TASK ITEM | Here the job is to copy the data exactly and to exclude every image from it.

[Extracted data entries]
########

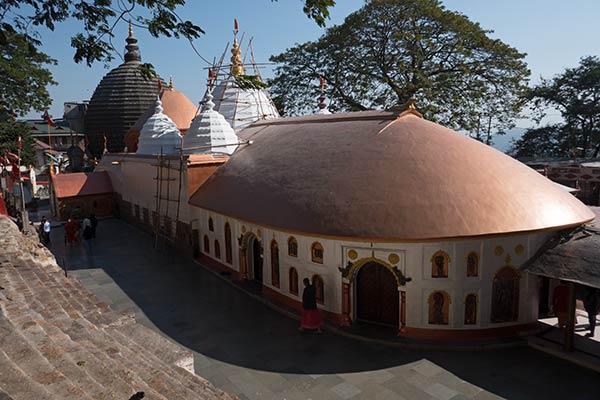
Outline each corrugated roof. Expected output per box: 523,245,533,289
52,172,113,199
190,110,594,241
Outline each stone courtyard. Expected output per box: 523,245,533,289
36,218,600,400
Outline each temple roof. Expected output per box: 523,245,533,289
189,109,594,241
52,171,113,199
84,26,164,157
183,93,238,155
136,97,182,155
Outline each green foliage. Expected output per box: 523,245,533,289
0,24,56,118
269,0,529,139
0,120,36,166
234,75,269,90
0,0,336,120
511,56,600,158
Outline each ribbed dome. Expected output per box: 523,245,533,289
137,97,182,155
183,93,238,155
84,27,164,157
190,109,595,240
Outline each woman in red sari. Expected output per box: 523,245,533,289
299,277,322,333
64,218,78,247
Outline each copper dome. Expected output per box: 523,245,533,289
189,110,594,240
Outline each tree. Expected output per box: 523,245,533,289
511,56,600,158
269,0,529,139
0,120,36,166
0,0,336,119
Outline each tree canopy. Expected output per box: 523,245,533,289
269,0,530,139
0,0,335,118
510,56,600,158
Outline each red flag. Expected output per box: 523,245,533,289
208,68,215,81
319,76,325,92
11,161,20,180
234,19,239,33
158,79,163,93
18,135,22,150
42,109,56,127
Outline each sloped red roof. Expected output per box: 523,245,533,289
52,171,113,199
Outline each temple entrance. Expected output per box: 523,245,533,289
247,235,263,283
356,262,399,326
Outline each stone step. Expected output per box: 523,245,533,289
0,347,53,399
0,312,93,399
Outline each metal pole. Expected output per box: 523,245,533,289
564,281,576,352
17,140,29,229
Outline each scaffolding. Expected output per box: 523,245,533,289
153,147,184,250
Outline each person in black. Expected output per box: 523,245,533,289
299,277,322,333
583,287,599,337
90,213,98,239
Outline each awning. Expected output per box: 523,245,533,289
523,207,600,289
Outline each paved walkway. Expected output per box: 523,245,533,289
49,219,600,400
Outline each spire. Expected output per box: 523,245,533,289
204,92,215,112
169,76,174,90
230,19,245,76
154,96,164,114
124,22,141,63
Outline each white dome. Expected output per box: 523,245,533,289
211,77,280,132
137,97,182,155
183,93,238,155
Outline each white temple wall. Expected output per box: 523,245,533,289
192,206,556,331
97,154,191,227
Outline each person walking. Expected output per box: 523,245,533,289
583,287,599,337
39,216,51,246
82,217,93,254
552,281,569,328
90,213,98,239
64,218,78,247
299,277,322,334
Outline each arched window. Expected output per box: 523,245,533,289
312,275,324,305
289,267,298,295
214,240,221,259
431,251,449,278
288,236,298,257
208,217,214,231
491,266,520,323
203,235,210,254
224,223,232,264
464,294,478,325
467,252,479,277
271,240,280,288
428,291,451,325
311,242,324,264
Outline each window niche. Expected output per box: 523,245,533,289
214,240,221,259
203,235,210,254
224,223,232,264
464,293,478,325
466,252,479,277
313,275,324,305
311,242,324,264
428,291,451,325
288,236,298,257
289,267,298,295
208,217,214,232
431,251,449,278
271,240,280,288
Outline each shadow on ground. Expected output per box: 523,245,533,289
50,219,600,400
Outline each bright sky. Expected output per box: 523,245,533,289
28,0,600,125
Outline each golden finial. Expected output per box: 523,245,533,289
408,98,416,110
128,22,133,37
169,76,173,90
230,37,245,76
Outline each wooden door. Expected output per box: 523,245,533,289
252,238,263,283
357,262,399,326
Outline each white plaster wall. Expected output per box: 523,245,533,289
97,155,191,230
189,206,558,330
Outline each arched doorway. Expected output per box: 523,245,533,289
356,262,399,326
246,235,263,283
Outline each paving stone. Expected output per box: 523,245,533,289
330,382,362,399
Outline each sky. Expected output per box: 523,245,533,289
27,0,600,128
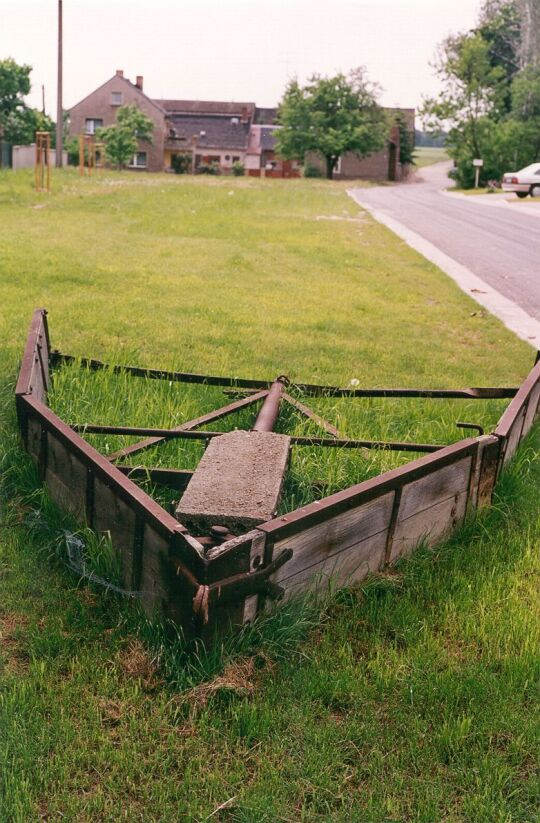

########

RESULT OF THE EXERCISE |
Outline each corrugated roof. Expected output per box: 523,245,533,289
52,172,113,199
190,110,594,241
Outline each stone courtyard. Expected output per box: 523,245,533,289
36,218,600,400
Outline each temple roof. Expected output per box: 523,245,533,289
189,109,594,241
52,171,113,199
84,26,164,157
183,93,238,155
136,97,182,155
Outline each green foliage. Expected output per box: 523,245,533,289
0,24,56,118
269,0,529,139
0,120,36,166
234,75,269,90
0,0,336,120
511,56,600,158
Outline each ribbed dome. Expected output per box: 523,245,533,289
137,97,182,155
183,93,238,155
84,27,164,157
190,109,595,240
Outline each woman in red sari. Expected output per box: 523,245,533,289
299,277,322,333
64,218,78,247
Outline each copper dome. Expected output per box: 523,245,533,289
189,110,594,240
Outline each tree. Expected output per box: 523,245,533,289
511,56,600,158
269,0,529,139
0,120,36,166
0,0,336,119
Outline each tree canopy. Expected output per box: 523,245,533,289
269,0,530,139
0,0,335,118
510,56,600,158
Outline each red flag. Expected output per box: 523,245,533,289
208,68,215,81
319,76,325,92
11,161,20,180
234,19,239,33
158,79,163,93
18,135,22,150
42,109,56,127
Outline each sloped red roof. Expected output per box: 523,245,533,289
52,171,113,199
Outline each temple entrance. Expected output per box: 523,245,533,289
247,235,263,283
356,262,399,326
Outline each stone step. Expected output per box: 523,245,533,289
0,347,53,399
0,312,93,399
Outline each metal pole. Expected output per box: 523,245,533,289
564,281,576,352
17,140,29,229
Outline each scaffolding. Expected output per box: 523,245,533,289
153,147,184,250
Outline each person in black. Expected output per box: 523,245,533,289
299,277,322,333
583,287,599,337
90,213,98,239
Outline each awning. Expected output per box: 523,245,533,289
523,207,600,289
Outline each paved walkway. Expected output per box: 523,245,533,289
49,219,600,400
Outline each spire. Expected output per box: 523,245,533,289
204,92,215,112
169,76,174,90
230,19,245,76
154,96,164,114
124,22,141,63
Outline each white dome. Expected output per box: 523,245,533,289
211,77,280,132
137,97,182,155
183,93,238,155
Outline each white temple wall. Expected output per box: 523,245,533,289
192,206,556,331
97,154,191,227
Outline each person walking. Expected output per box: 523,245,533,289
583,287,599,337
39,216,51,246
82,217,93,254
552,281,569,328
90,213,98,239
64,218,78,247
299,277,322,334
Outline each arched window. Expected output per box: 523,245,533,289
312,275,324,305
289,267,298,295
214,240,221,259
431,251,449,278
288,236,298,257
208,217,214,231
491,266,520,323
203,235,210,254
224,223,232,264
464,294,478,325
467,252,479,277
271,240,280,288
428,291,451,325
311,242,324,264
Outline each window niche. Expected output per box: 523,245,533,289
214,240,221,259
203,235,210,254
224,223,232,264
464,293,478,325
466,252,479,277
313,275,324,305
311,242,324,264
428,291,451,325
288,236,298,257
289,267,298,295
208,217,214,232
431,251,449,278
271,240,280,288
Outline each shadow on ground. Expected output per box: 523,245,533,289
50,219,600,400
Outline each bright sky. Expected output per box: 523,245,533,289
28,0,600,125
Outline each golden finial. Expected output per box: 523,245,533,289
408,98,416,110
128,22,133,37
169,76,173,90
230,37,245,76
Outline each wooden door. Expected output per box: 523,245,533,289
252,238,263,283
357,262,399,326
Outline each white plaster wall. Expected output per box: 523,245,533,289
97,155,191,230
189,206,558,330
Outline each arched doorway. Expected output per box: 523,245,533,289
356,262,399,326
246,235,263,283
Outline each paving stone. Expected output per box: 523,245,533,289
330,382,362,399
Outline each sky. Expected output per box: 523,245,533,289
27,0,600,128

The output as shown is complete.